■ **Consigne 1**
Recopiez à l'identique la partie des enregistrements qui va de leur début jusqu'à la ligne contenant "[128,8,144,26]", cette dernière comprise. Laissez les images de côté dans votre réponse.

■ **Texte affiché**

##############################

VERS LA FIN DU RACCORDEMENT "FIBRE" GRATUIT ?....

27/03/2014 Actions Action

VERS LA FIN DU RACCORDEMENT "FIBRE" GRATUIT ?....

 
 
 
I - Une ordonnance passée inaperçue.
 
Vous n'avez sans doute pas remarqué l'ordonnance n° 2014-329 du 12 mars 2014…. Rassurez-vous, vous n'êtes pas les seuls dans le contexte actuel et rien n'a été fait pour "promouvoir" ce texte….
 
Alors, que dit-il ?...
 
Rappelons d'abord qu'il émane du Ministère du Redressement Productif et s'inscrit dans le cadre des ordonnances destinées à favoriser les petites et moyennes entreprises et - pour le présent texte - s'inscrivant dans le domaine de l'innovation et de l'économie numérique.
 
Le titre I est effectivement orienté vers les PME au travers de dispositions concernant l'attribution des noms de domaine internet… peu d'entre nous seront concernés à titre privé….
 
Le titre II, par contre, "rétablit le pouvoir de sanction de l'Autorité de Régulation des Communications Electroniques et des Postes"… l'ARCEP pour faire court. Celle-ci peut désormais "d’office ou à la demande du ministre chargé des postes, d’une organisation professionnelle, d’une association agréée d’utilisateurs, d’une personne physique ou morale concernée, du prestataire du service universel postal ou d’un titulaire de l’autorisation prévue à l’article L. 3, prononcer des sanctions à l’encontre du prestataire du service universel… des exploitants de réseau et des fournisseurs de services de communications électroniques".  Un texte qui s'inscrit dans l'esprit de ce que l'on nomme la "loi Hamon" et des "class actions". Sauf que, s'agissant de l'ARCEP, celle-ci nous a plutôt habitués jusqu'à présent à "botter en touche" et à renvoyer vers les tribunaux à chaque fois que notre association ou un adhérent demandait son intervention dans le cadre d'un litige….
 
 
II - Et la fibre optique, alors ?
 
Bon, en quoi cela concerne t'il la fibre optique, nous direz-vous ?....
 
Patience, nous y venons avec le titre III qui remet partiellement en cause le principe de gratuité du déploiement de la fibre érigé par la Loi de Modernisation de l'Economie du 4 août 2008 et les différents textes qui en découlent… rien moins que cela…. Dans les faits, cette ordonnance stipule que les opérations d’installation, de gestion, d’entretien et de remplacement des lignes se font aux frais de l’opérateur "sauf lorsque le propriétaire, le syndicat de copropriétaires ou l’association syndicale de propriétaires a refusé deux offres consécutives de cet opérateur dans les deux ans qui précèdent" et modifie dans ce sens les textes de loi concernés. En d'autres termes, cela signifie :
  • que l'article 24-2 de la loi du 10 juillet 1965 vous fait obligation d'inscrire à l'ordre du jour de la prochaine A.G. toute proposition émanant d'un opérateur de communication électronique…,
  • que vous devrez payer votre raccordement à la fibre optique si vous refusez plus de deux fois en deux ans cette proposition….

##############################

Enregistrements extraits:
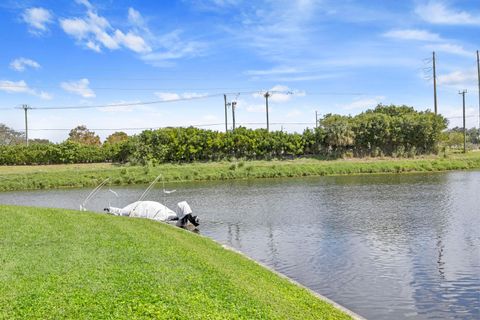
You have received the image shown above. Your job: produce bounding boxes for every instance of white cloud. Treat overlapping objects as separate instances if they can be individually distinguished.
[155,92,180,101]
[97,100,140,112]
[415,0,480,25]
[343,96,385,110]
[22,7,53,35]
[75,0,93,10]
[10,58,40,72]
[60,8,152,53]
[155,92,208,101]
[128,8,144,26]
[383,29,473,56]
[242,104,266,113]
[202,114,220,122]
[0,80,53,100]
[182,92,208,99]
[115,30,152,53]
[287,109,303,118]
[245,67,299,76]
[142,30,206,67]
[253,85,296,103]
[383,29,442,42]
[35,91,53,100]
[425,43,474,57]
[60,78,96,98]
[437,70,477,89]
[60,0,202,67]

##############################

■ **Consigne 2**
D'après le texte sur le raccordement à la fibre, de quel ministère émane l'ordonnance n° 2014-329 ?

■ **Réponse finale 1**
You have received the image shown above. Your job: produce bounding boxes for every instance of white cloud. Treat overlapping objects as separate instances if they can be individually distinguished.
[155,92,180,101]
[97,100,140,112]
[415,0,480,25]
[343,96,385,110]
[22,7,53,35]
[75,0,93,10]
[10,58,40,72]
[60,8,152,53]
[155,92,208,101]
[128,8,144,26]

■ **Réponse finale 2**
Elle émane du Ministère du Redressement Productif.